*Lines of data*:
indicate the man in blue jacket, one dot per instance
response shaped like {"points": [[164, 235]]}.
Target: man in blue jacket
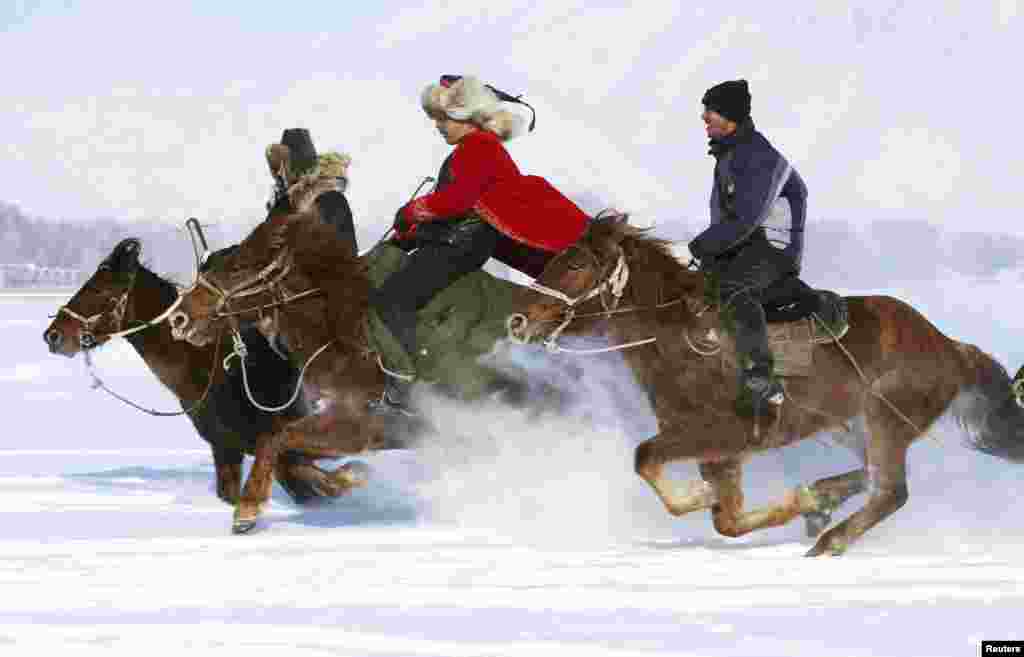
{"points": [[756, 237]]}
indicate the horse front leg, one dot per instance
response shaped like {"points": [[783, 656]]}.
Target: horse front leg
{"points": [[731, 520], [227, 463], [827, 495], [326, 435], [679, 497], [887, 465], [257, 488]]}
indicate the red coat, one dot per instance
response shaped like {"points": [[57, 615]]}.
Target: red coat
{"points": [[486, 181]]}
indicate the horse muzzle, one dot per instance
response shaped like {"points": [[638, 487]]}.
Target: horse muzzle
{"points": [[518, 329]]}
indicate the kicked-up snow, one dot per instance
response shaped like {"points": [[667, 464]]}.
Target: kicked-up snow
{"points": [[501, 538]]}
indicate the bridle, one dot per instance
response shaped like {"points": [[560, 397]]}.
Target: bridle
{"points": [[609, 289], [269, 279], [613, 286], [87, 336]]}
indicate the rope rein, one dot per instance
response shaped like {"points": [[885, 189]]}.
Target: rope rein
{"points": [[242, 352], [97, 383]]}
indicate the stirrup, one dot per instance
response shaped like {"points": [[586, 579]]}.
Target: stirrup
{"points": [[387, 406]]}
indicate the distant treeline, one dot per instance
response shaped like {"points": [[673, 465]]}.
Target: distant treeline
{"points": [[82, 245]]}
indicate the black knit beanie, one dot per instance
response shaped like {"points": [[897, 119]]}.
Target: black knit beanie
{"points": [[730, 98]]}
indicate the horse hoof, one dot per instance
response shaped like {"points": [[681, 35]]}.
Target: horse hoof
{"points": [[816, 522], [243, 526], [354, 473], [828, 546]]}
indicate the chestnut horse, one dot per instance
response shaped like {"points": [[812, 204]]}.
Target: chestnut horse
{"points": [[312, 292], [122, 295], [880, 388]]}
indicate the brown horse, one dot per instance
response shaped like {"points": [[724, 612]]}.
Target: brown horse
{"points": [[123, 295], [312, 293], [879, 388]]}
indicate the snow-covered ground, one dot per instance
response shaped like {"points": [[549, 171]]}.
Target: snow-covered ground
{"points": [[518, 541]]}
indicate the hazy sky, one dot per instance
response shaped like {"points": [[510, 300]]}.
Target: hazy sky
{"points": [[160, 111], [902, 119]]}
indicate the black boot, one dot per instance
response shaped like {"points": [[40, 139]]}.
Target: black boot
{"points": [[758, 385], [335, 211]]}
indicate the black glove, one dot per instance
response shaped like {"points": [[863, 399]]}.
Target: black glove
{"points": [[401, 225], [707, 259]]}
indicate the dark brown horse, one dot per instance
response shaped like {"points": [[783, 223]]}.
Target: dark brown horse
{"points": [[878, 389], [286, 257], [122, 295]]}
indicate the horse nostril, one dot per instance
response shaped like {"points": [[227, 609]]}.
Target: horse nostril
{"points": [[178, 320], [53, 338], [515, 325]]}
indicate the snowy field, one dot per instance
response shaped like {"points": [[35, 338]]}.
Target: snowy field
{"points": [[520, 542]]}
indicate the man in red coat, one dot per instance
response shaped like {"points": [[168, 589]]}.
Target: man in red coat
{"points": [[482, 207]]}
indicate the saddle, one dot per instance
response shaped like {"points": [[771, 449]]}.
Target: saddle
{"points": [[459, 325], [799, 317]]}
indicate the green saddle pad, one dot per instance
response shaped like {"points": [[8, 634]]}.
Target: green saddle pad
{"points": [[461, 323]]}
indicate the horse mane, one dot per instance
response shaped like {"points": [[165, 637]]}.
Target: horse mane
{"points": [[321, 255], [657, 274]]}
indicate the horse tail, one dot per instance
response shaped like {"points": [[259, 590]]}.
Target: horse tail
{"points": [[988, 407]]}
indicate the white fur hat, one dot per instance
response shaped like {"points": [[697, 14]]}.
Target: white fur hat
{"points": [[467, 98]]}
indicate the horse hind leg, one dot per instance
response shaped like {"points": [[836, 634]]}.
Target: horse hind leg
{"points": [[890, 438], [826, 495], [679, 497], [325, 434], [730, 519], [305, 482]]}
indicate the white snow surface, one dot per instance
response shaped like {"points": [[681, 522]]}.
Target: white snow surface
{"points": [[511, 539]]}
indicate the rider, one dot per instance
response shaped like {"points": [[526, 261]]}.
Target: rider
{"points": [[751, 178], [482, 207], [302, 159]]}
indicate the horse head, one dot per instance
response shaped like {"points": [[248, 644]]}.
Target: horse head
{"points": [[238, 281], [97, 311], [611, 260]]}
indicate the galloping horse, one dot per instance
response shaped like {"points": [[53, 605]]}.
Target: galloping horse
{"points": [[881, 387], [121, 298], [276, 272]]}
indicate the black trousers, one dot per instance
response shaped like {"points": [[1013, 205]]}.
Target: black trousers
{"points": [[335, 211], [443, 254], [744, 279]]}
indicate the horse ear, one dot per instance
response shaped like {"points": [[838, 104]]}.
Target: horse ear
{"points": [[605, 228], [124, 257]]}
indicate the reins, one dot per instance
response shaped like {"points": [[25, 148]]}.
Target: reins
{"points": [[97, 383], [242, 352], [268, 279]]}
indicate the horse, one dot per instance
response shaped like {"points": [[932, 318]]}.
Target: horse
{"points": [[879, 388], [325, 339], [121, 298], [313, 295]]}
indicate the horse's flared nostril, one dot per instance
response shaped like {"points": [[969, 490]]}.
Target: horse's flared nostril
{"points": [[515, 325], [178, 321], [53, 338]]}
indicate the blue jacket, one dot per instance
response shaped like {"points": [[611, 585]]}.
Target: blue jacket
{"points": [[751, 176]]}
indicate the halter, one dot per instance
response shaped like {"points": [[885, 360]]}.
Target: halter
{"points": [[88, 338], [615, 283]]}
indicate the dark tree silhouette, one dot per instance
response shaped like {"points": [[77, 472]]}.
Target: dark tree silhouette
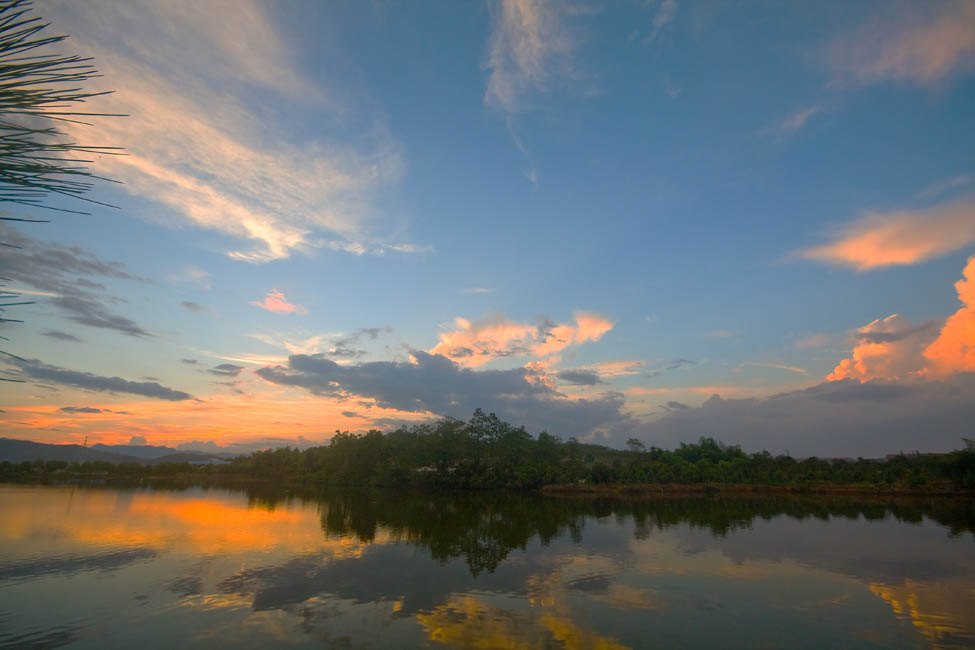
{"points": [[40, 90]]}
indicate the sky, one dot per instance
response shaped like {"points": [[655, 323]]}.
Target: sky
{"points": [[656, 219]]}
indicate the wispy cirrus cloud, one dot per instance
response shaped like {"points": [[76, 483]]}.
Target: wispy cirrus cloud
{"points": [[923, 45], [40, 371], [877, 240], [275, 302], [530, 50], [199, 138], [665, 14], [474, 343], [791, 123], [773, 366], [63, 275], [434, 385]]}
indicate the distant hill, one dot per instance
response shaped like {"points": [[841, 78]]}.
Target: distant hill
{"points": [[152, 452], [16, 451]]}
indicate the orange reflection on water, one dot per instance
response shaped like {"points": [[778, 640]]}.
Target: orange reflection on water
{"points": [[939, 610], [188, 522], [468, 622]]}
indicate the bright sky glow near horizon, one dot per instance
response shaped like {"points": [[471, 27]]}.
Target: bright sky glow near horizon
{"points": [[657, 219]]}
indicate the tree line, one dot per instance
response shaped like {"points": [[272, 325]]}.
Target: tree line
{"points": [[486, 452]]}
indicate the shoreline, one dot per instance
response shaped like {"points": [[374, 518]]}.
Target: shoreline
{"points": [[709, 489], [613, 490]]}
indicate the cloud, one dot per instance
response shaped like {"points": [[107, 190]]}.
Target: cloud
{"points": [[579, 377], [37, 370], [674, 405], [225, 370], [680, 364], [215, 143], [893, 348], [923, 47], [954, 349], [63, 272], [665, 14], [774, 366], [947, 185], [475, 343], [275, 302], [877, 240], [832, 419], [791, 123], [813, 341], [61, 336], [616, 368], [888, 348], [719, 334], [195, 275], [529, 51], [332, 344], [434, 384]]}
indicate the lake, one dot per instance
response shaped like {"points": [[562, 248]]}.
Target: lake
{"points": [[168, 566]]}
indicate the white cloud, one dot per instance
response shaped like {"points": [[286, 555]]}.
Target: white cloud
{"points": [[664, 15], [203, 85], [530, 49]]}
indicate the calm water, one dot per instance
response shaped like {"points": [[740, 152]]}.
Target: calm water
{"points": [[107, 567]]}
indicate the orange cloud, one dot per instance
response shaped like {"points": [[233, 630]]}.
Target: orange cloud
{"points": [[272, 413], [888, 348], [474, 344], [275, 302], [616, 368], [877, 240], [892, 348], [954, 349], [921, 50]]}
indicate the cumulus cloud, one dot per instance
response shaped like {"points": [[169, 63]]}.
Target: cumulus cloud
{"points": [[954, 349], [892, 347], [530, 50], [40, 371], [200, 140], [934, 40], [833, 419], [434, 384], [473, 344], [275, 302], [888, 347], [877, 240], [63, 273]]}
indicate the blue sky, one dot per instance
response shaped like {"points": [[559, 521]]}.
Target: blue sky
{"points": [[591, 217]]}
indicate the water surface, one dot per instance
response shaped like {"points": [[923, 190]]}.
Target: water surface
{"points": [[94, 567]]}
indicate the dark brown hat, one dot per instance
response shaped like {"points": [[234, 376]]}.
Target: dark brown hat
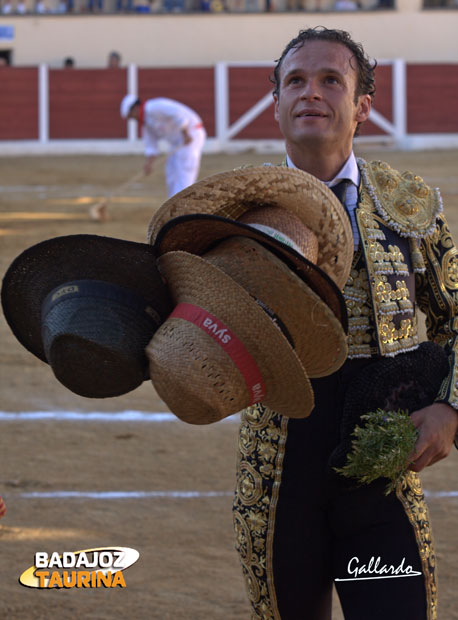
{"points": [[87, 305]]}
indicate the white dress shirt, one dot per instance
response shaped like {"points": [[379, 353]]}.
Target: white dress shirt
{"points": [[349, 171]]}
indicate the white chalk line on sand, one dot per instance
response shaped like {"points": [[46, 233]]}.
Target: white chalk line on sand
{"points": [[96, 416], [124, 494], [107, 495]]}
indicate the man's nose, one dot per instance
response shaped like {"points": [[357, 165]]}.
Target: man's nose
{"points": [[311, 90]]}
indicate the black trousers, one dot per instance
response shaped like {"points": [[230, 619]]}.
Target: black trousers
{"points": [[322, 529]]}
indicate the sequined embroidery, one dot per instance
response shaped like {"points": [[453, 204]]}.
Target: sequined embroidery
{"points": [[262, 442], [410, 494]]}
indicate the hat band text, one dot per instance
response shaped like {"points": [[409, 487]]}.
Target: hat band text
{"points": [[228, 341]]}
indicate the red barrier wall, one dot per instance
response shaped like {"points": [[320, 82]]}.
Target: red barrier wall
{"points": [[432, 98], [84, 103], [18, 103]]}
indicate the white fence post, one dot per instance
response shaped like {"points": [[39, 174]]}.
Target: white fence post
{"points": [[43, 103], [132, 89], [399, 82], [221, 103]]}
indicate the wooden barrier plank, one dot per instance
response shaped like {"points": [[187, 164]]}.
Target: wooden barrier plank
{"points": [[84, 103], [19, 103], [432, 98]]}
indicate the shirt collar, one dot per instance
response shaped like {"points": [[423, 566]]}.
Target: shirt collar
{"points": [[348, 171]]}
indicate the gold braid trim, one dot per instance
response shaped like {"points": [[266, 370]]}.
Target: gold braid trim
{"points": [[404, 201], [262, 443], [410, 494]]}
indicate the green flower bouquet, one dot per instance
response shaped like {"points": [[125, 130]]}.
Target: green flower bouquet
{"points": [[381, 448]]}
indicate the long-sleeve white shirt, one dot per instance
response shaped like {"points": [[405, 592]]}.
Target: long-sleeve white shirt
{"points": [[165, 119]]}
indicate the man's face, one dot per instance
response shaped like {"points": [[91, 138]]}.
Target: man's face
{"points": [[316, 105]]}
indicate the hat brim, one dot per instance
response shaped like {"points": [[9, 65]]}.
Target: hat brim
{"points": [[198, 233], [51, 263], [188, 386], [230, 194], [313, 330]]}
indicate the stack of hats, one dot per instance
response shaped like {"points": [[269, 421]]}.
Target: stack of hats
{"points": [[235, 299], [255, 260], [87, 305]]}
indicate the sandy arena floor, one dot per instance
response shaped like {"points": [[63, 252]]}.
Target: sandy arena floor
{"points": [[188, 568]]}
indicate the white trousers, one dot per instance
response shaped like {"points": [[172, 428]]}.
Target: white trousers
{"points": [[183, 165]]}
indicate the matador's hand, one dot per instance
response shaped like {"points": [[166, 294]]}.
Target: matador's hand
{"points": [[437, 425]]}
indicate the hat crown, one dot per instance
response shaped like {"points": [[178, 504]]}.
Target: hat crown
{"points": [[284, 226]]}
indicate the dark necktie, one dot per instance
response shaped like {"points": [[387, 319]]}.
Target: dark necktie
{"points": [[340, 190]]}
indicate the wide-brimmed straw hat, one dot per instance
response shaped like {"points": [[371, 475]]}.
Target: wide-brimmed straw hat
{"points": [[410, 381], [301, 295], [219, 351], [230, 194], [87, 305]]}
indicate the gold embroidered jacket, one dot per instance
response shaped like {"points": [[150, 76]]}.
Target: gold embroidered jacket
{"points": [[406, 260]]}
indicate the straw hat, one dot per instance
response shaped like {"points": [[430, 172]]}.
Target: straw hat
{"points": [[219, 352], [87, 305], [198, 233], [230, 194], [309, 306]]}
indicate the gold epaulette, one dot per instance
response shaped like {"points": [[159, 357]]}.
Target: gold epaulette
{"points": [[403, 200]]}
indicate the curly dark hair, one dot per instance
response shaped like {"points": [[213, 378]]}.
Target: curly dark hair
{"points": [[366, 67]]}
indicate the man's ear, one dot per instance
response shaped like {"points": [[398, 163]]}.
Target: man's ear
{"points": [[275, 106], [363, 108]]}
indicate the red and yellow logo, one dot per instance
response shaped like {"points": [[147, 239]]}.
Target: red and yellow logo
{"points": [[90, 568]]}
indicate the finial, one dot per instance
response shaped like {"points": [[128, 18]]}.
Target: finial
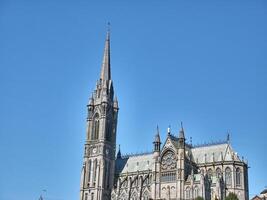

*Objective*: Retype only the lines from the one with "indicate the straw hat, one dot per instance" through the final line of the entries, please, and keep the pictures out.

*Completed exercise*:
indicate the straw hat, one dot per instance
response shaped like {"points": [[430, 172]]}.
Target: straw hat
{"points": [[219, 352], [87, 305], [198, 233], [230, 194], [309, 306]]}
indicate the gold epaulette, one dot per instance
response shaped like {"points": [[159, 357]]}.
Target: gold epaulette
{"points": [[403, 200]]}
indicate the curly dark hair, one dot per instance
response shaped like {"points": [[213, 378]]}.
Target: curly dark hair
{"points": [[366, 67]]}
indicate the man's ear, one dot per instance
response shaped like {"points": [[398, 163]]}.
Target: man's ear
{"points": [[275, 106], [363, 108]]}
indicate the red and yellow logo, one dot per instance
response shaped like {"points": [[147, 239]]}.
Target: red and yellow logo
{"points": [[90, 568]]}
indicate the finial, one dot per instance
response shaped like {"points": [[128, 18]]}.
Target: finial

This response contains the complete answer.